[Begin Extract to read]
# Destressing



## Andrew Green (Apr 17, 2006)

So what does everyone do to unwind, get rid of the stress and keep mentally healthy?


----------



## bushidomartialarts (Apr 17, 2006)

you mean besides martial arts?


----------



## Andrew Green (Apr 17, 2006)

No, I mean anything.

Hitting the Bag?  Listening to music?  (What kind?) Walking? Running? Meditation? Kata? Reading?


----------



## bushidomartialarts (Apr 17, 2006)

sorry.  couldn't resist.

i spend time with peers.  running a studio leaves me sadly without peer contact on the average day:  everyone is either an employee, a student, or my teacher.  so talking and hanging out with people who aren't looking to me for guidance or instruction is a big thing.

i also read, listen to music (power metal a favorite, but all genres) and play tabletop rpgs.


----------



## Hand Sword (Apr 17, 2006)

Play video games. I also like to go fishing overnight, nice, quiet, and peaceful.


----------



## Lisa (Apr 17, 2006)

In the summer, I love to wake up in the morning grab a cup of coffee and sit in the back yard.  I watch the birds, the air is crisp and cool and the sun is shining in my face. 

In the winter, I am just screwed, lol 

Actually, I like to sit and be by myself when I am stressed.  It allows me to put things in order and forumulate a plan to rectify whatever it is that is stressing me.  Talking to friends and family helps lots too and a good stretching session doesn't hurt either.


----------



## stickarts (Apr 17, 2006)

Heavy bag training, a long walk through the woods,
listening to my favorite music, reading a good book, spending time with friends, weight lifting, or eating chocolate ice cream!


----------



## SFC JeffJ (Apr 17, 2006)

Push ups, Kata, sometimes bagwork, My favorite is probably long range shooting though.  Takes a lot of focus that usually diverts my attention from the stressor.

Jeff


----------



## HKphooey (Apr 17, 2006)

Frisbee with my dog Marley.


----------



## Makalakumu (Apr 17, 2006)

Martial arts, fishing, hunting, camping, canoeing, writing, sex...


----------



## Carol (Apr 17, 2006)

Other than martial arts...

as...much...as...it...kills...me...to...say...this...running.  I hate running.  I run to abuse myself.  The pain makes whatever is bothering me seem insignificant.

Massage, giving or receiving.

Surfing MT    In all seriousness, an intellectual discussion has a way of getting me refocused.


----------



## Shirt Ripper (Apr 17, 2006)

Read.


----------



## OnlyAnEgg (Apr 17, 2006)

Music, playing (Jazz Gospel and/or Jazz) or listening (Koto and etc Asian)
Reading anything, even a catalog.


----------



## Flying Crane (Apr 17, 2006)

walking, reading, scuba diving, metal working, wood working.


----------



## Sam (Apr 17, 2006)

Punch the bag, read, write, listen to my ipod very loudly while laying on the roof... take very long hot baths/showers.


----------



## Brian R. VanCise (Apr 17, 2006)

There are so many but other than martial arts.  I like to play with my kids, read a book, hang out with my wife and generally just enjoy life.

Brian R. VanCise
www.instinctiveresponsetraining.com


----------



## Tarot (Apr 17, 2006)
[End Extract to read]
[Begin Supplied material]
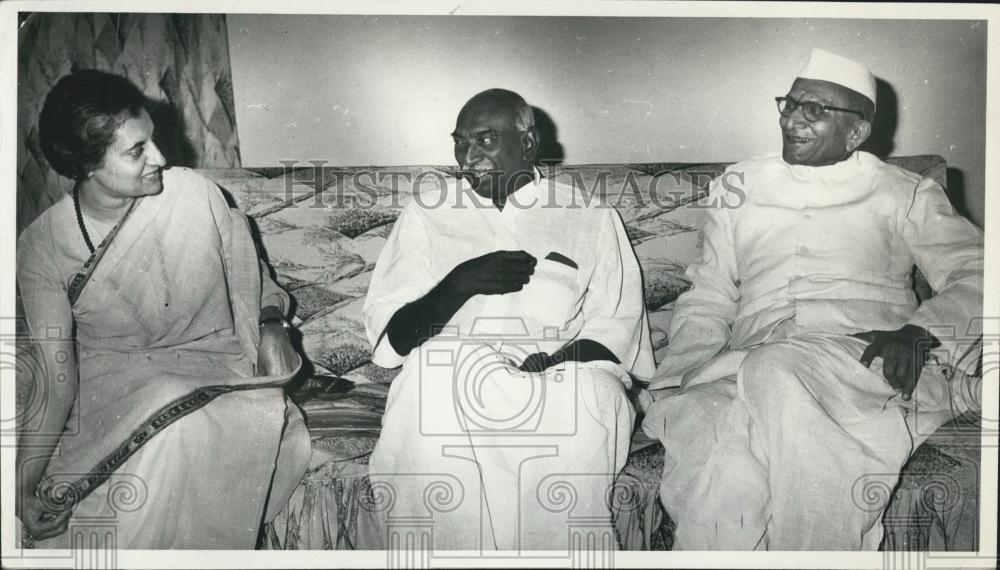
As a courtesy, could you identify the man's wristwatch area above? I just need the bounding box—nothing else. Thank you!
[257,317,292,330]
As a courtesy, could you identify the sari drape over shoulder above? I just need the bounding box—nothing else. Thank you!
[18,168,310,548]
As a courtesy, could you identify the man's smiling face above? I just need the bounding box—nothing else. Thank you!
[451,96,534,197]
[778,78,867,166]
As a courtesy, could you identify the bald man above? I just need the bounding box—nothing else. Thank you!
[643,50,983,550]
[364,89,653,551]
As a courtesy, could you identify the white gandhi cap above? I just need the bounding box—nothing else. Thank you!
[799,48,875,110]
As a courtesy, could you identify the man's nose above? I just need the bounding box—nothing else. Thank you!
[779,105,809,128]
[462,143,483,164]
[147,141,167,166]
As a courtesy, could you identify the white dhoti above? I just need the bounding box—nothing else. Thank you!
[364,174,654,553]
[643,333,975,550]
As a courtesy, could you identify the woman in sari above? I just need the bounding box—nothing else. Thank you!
[17,70,310,549]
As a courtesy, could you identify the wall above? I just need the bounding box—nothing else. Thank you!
[229,15,986,226]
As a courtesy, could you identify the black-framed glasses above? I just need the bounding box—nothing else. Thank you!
[774,97,865,123]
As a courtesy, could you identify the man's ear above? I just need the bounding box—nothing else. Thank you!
[521,126,538,164]
[847,119,872,152]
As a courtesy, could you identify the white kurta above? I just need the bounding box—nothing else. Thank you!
[364,171,653,550]
[643,152,983,550]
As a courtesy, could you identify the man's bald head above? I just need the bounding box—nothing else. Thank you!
[459,88,535,131]
[451,89,538,203]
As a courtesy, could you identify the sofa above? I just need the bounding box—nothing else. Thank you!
[191,156,981,550]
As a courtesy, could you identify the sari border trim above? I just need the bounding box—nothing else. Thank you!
[36,369,298,512]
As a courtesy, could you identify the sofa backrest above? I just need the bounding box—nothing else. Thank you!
[198,156,946,382]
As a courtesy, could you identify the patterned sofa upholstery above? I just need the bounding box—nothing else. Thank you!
[193,156,979,550]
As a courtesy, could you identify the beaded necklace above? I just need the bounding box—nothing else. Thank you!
[73,184,94,255]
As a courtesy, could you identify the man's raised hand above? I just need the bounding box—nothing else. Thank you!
[851,325,941,400]
[444,251,537,299]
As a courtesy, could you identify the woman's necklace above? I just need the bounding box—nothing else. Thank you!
[73,185,94,255]
[73,185,127,255]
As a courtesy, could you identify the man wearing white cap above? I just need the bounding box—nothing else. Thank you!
[643,50,983,550]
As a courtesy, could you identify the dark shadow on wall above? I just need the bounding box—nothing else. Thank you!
[531,107,566,165]
[146,99,197,168]
[861,79,899,158]
[945,166,978,225]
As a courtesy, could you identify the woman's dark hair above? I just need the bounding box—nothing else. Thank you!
[38,69,146,180]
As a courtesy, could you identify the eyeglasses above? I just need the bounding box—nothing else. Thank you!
[774,97,865,123]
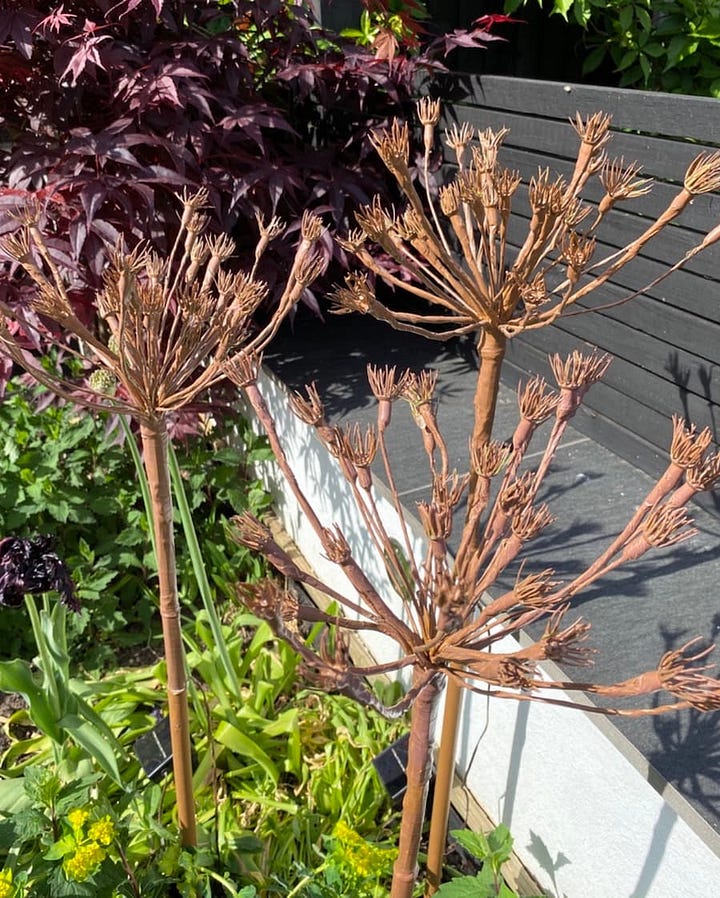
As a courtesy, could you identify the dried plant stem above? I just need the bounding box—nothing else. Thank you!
[425,678,462,895]
[472,327,507,446]
[390,668,442,898]
[140,417,197,846]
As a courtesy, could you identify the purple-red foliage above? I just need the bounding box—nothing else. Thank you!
[0,0,506,311]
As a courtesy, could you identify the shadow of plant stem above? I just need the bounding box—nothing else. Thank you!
[326,97,720,894]
[0,191,322,845]
[232,353,720,898]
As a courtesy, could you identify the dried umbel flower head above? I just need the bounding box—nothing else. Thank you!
[670,415,712,470]
[683,150,720,196]
[370,119,410,180]
[417,97,440,153]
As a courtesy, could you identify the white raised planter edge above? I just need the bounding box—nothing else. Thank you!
[245,364,720,898]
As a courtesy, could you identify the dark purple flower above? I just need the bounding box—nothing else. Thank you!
[0,536,80,611]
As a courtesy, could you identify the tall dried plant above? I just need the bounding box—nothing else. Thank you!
[0,191,322,845]
[335,98,720,891]
[233,353,720,898]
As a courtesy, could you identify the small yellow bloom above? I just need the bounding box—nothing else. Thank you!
[68,808,90,832]
[88,814,115,845]
[63,842,105,882]
[0,870,13,898]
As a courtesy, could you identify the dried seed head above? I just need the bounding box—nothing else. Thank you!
[End Supplied material]
> [Challenges]
(a) In the forum thread on destressing, what is the name of the dog HKphooey plays Frisbee with?
(b) Reproduce the passage of the destressing thread between "## stickarts (Apr" and "from the stressor.", inclusive.

> [Exercise answers]
(a) Marley.

(b)
## stickarts (Apr 17, 2006)

Heavy bag training, a long walk through the woods,
listening to my favorite music, reading a good book, spending time with friends, weight lifting, or eating chocolate ice cream!


----------



## SFC JeffJ (Apr 17, 2006)

Push ups, Kata, sometimes bagwork, My favorite is probably long range shooting though.  Takes a lot of focus that usually diverts my attention from the stressor.